═══ Page text
Reputation: 6568
I have a hash of hashes
my %change;
while ( <DATA> ) {
chomp;
my ($gene, $condition, $change) = split;
$change{$gene}{$condition} = $change;
}
print Dumper \%change;
__DATA__
gene1 condition1 10
gene2 condition1 0.5
gene3 condition1 1.5
gene1 condition2 2
gene2 condition2 13.5
gene3 condition2 0.25
And I want to sort it by value:
gene2 condition2 13.5
gene1 condition1 10
gene1 condition2 2
gene3 condition1 1.5
gene2 condition1 0.5
gene3 condition2 0.25
I'm using:
for my $g (keys %change){
for my $con (keys $change{$g}){
for my $ch (sort { $change{$g}{$a} <=> $change{$g}{$b} } keys $change{$g}{$con} ) {
print "$g\t$con\t$ch\n";
}
}
}
But this doesn't work, and generates the error
Type of argument to keys on reference must be unblessed hashref or arrayref at untitled.pl line 23, line 6.
Line 23 is
for my $ch (sort { $change{$g}{$a} <=> $change{$g}{$b} } keys $change{$g}{$con}){
Can anyone point me in the right direction?
Upvotes: 0
Views: 375
Reputation: 385655
You only have two hashes deep, so
%change
is a hash.$change{$g}
is a reference to a hash%{ $change{$g} }
is a hash.$change{$g}{$con}
is a number.%{ $change{$g}{$con} }
is an error, as reported.The fix is... Well, there is no fix. The approach you took can't be used to solve your problem.
══════
[Exercise A]: Gather every line of the entries that contains the string "prompts".
═══ Data supplied
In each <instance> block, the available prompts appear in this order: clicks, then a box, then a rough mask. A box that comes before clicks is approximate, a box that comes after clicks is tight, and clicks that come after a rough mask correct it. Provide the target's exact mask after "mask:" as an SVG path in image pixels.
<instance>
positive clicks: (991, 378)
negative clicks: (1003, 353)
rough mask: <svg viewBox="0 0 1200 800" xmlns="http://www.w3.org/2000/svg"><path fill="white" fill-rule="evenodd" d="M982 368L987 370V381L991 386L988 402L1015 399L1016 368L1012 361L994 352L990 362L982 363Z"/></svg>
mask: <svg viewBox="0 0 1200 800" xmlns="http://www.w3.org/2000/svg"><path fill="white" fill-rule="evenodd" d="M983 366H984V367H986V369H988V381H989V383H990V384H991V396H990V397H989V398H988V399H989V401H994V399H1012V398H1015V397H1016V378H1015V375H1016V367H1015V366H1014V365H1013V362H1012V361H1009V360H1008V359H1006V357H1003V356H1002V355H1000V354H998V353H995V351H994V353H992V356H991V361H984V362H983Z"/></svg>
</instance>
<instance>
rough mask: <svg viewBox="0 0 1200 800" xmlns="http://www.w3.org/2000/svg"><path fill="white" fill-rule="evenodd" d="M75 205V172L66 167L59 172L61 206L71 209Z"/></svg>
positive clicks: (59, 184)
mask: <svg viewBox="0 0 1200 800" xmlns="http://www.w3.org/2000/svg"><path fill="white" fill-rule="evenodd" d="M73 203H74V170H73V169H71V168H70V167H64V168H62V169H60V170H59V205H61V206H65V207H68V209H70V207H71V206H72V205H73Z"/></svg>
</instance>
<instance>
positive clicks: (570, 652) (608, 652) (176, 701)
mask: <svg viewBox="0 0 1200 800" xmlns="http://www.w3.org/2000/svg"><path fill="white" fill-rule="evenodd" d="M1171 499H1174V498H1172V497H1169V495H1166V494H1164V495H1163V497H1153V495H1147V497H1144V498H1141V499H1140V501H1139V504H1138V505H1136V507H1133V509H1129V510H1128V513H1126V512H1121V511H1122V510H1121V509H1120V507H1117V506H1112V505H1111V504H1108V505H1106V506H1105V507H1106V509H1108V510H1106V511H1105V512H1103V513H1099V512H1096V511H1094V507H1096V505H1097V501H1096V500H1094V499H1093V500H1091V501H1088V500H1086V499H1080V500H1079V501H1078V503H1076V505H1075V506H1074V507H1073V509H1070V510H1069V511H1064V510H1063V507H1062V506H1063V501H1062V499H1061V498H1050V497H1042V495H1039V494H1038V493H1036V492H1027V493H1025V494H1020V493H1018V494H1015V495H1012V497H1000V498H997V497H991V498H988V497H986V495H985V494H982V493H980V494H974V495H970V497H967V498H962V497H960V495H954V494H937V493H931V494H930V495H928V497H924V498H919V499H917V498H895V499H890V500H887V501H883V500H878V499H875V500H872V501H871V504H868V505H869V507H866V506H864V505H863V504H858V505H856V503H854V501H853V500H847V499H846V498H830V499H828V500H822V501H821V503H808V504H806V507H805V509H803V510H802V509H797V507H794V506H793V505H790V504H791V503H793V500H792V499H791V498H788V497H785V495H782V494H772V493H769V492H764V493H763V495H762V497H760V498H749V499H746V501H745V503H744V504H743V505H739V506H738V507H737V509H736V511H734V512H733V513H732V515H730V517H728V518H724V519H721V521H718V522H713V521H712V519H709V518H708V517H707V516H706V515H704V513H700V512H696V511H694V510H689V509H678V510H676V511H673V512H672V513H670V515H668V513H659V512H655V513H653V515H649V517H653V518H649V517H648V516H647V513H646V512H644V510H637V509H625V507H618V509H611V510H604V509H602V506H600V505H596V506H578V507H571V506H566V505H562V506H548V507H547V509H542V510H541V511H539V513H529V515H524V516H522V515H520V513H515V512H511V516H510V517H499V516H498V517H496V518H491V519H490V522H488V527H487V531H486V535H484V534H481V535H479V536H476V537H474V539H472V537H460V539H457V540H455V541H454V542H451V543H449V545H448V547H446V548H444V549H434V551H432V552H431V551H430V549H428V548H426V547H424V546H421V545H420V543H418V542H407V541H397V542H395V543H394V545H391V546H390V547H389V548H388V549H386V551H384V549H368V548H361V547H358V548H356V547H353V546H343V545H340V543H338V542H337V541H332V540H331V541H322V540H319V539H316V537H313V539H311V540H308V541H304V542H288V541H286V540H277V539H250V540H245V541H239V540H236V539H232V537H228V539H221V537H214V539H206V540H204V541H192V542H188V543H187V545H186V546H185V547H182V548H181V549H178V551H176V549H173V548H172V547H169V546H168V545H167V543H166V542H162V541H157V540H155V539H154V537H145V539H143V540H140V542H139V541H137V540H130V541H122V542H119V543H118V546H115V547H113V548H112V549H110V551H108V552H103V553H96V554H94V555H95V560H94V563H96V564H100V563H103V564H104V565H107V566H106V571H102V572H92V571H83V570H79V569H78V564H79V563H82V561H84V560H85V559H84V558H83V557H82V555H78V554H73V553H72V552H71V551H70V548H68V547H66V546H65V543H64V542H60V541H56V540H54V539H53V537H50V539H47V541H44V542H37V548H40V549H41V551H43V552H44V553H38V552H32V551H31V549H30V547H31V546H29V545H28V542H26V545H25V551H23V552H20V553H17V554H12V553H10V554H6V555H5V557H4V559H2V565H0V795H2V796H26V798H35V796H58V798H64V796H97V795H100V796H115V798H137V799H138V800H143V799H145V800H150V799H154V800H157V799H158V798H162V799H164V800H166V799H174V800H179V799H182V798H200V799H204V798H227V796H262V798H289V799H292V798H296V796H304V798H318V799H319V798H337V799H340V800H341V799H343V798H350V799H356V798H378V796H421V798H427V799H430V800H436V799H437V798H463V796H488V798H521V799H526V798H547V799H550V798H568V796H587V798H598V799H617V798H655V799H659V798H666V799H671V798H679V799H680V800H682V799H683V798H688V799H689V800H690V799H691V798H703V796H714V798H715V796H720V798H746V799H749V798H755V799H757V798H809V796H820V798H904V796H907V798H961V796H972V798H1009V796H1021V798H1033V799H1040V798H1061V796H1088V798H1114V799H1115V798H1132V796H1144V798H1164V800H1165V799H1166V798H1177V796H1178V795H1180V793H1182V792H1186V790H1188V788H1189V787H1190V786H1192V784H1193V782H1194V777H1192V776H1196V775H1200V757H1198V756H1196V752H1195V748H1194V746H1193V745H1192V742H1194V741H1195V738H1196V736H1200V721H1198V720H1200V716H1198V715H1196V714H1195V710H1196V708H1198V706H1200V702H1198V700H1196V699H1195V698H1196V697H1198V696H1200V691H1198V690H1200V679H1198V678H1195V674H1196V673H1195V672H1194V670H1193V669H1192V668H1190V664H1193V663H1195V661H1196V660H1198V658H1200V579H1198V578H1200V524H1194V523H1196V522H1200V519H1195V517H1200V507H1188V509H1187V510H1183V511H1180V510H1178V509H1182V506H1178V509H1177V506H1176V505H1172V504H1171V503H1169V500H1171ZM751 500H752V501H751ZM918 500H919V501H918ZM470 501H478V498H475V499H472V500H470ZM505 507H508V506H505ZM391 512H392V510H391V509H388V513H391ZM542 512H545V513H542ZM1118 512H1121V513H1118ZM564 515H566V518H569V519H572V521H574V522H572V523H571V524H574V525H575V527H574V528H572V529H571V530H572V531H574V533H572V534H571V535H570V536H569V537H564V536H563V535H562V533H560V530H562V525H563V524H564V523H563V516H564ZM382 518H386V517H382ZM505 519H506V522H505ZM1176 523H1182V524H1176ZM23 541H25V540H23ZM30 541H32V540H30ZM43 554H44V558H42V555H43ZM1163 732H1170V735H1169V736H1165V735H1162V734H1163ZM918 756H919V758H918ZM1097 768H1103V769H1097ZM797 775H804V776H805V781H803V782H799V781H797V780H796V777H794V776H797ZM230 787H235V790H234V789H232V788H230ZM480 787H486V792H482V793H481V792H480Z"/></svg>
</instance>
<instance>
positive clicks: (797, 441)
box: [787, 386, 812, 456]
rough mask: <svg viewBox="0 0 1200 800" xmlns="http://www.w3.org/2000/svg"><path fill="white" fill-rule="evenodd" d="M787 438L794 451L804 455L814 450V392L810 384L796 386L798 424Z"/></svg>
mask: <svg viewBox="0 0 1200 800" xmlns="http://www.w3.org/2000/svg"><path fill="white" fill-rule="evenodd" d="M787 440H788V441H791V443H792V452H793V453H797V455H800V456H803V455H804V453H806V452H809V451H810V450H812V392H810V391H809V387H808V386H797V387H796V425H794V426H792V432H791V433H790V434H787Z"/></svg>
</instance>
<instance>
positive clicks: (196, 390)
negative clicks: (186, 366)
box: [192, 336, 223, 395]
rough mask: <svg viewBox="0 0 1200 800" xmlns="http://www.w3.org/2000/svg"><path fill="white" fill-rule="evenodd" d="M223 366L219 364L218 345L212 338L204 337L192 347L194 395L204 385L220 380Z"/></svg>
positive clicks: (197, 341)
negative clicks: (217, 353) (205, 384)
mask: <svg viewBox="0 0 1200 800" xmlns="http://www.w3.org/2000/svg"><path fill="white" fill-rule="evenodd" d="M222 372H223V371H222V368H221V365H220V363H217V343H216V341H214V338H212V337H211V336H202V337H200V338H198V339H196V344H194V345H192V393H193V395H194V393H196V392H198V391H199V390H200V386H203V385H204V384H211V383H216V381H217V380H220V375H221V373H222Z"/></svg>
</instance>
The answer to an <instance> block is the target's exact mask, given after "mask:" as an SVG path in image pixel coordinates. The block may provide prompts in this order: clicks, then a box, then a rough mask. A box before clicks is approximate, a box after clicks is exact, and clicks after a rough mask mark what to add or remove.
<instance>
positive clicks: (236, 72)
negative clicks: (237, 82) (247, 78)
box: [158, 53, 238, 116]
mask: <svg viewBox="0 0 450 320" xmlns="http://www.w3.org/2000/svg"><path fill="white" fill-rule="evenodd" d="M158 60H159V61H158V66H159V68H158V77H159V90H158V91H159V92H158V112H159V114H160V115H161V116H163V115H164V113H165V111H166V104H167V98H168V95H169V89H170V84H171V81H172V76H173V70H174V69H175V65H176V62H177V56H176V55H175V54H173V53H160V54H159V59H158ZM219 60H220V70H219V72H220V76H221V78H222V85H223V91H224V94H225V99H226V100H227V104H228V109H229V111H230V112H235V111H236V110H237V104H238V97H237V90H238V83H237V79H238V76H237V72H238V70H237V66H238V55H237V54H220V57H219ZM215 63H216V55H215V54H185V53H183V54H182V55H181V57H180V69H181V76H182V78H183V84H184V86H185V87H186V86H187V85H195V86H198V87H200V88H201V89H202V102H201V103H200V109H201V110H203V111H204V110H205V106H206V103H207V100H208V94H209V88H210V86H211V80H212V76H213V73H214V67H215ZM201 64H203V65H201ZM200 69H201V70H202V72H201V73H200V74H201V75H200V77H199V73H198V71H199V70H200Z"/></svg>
══════
[Exercise B]:
Answer these questions from the Perl forum thread:
(i) What error message does the poster's code produce?
(ii) How many hashes deep does the reply say the data is?
(iii) Which number heads the list the poster wants after sorting by value?

[Response box A]:
In each <instance> block, the available prompts appear in this order: clicks, then a box, then a rough mask. A box that comes before clicks is approximate, a box that comes after clicks is tight, and clicks that come after a rough mask correct it. Provide the target's exact mask after "mask:" as an SVG path in image pixels.
The answer to an <instance> block is the target's exact mask, given after "mask:" as an SVG path in image pixel coordinates. The block may provide prompts in this order: clicks, then a box, then a rough mask. A box before clicks is approximate, a box after clicks is exact, and clicks after a rough mask mark what to add or remove.

[Response box B]:
(i) Type of argument to keys on reference must be unblessed hashref or arrayref at untitled.pl line 23, line 6.
(ii) Two.
(iii) 13.5